▶ _PROBLEM STATEMENT_
Rewrite the entries below from the line holding "Target: white hull number t25" through the end of the entries, inclusive, swapping "antenna" for "aerial" and leaving everything else unchanged.
** START DATA IN THIS EXERCISE **
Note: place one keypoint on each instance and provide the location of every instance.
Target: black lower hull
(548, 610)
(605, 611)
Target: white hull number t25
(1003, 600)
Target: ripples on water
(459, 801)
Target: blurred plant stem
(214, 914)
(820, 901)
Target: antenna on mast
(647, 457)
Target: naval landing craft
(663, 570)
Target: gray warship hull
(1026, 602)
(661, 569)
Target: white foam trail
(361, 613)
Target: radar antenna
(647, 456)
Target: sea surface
** END DATA IN THIS EXERCISE **
▶ _ANSWER_
Target: white hull number t25
(1003, 600)
Target: ripples on water
(459, 801)
Target: blurred plant stem
(214, 914)
(820, 901)
Target: aerial on mast
(647, 457)
Target: naval landing craft
(663, 570)
Target: gray warship hull
(1026, 602)
(661, 569)
Target: white foam trail
(361, 613)
Target: radar aerial
(647, 456)
Target: sea surface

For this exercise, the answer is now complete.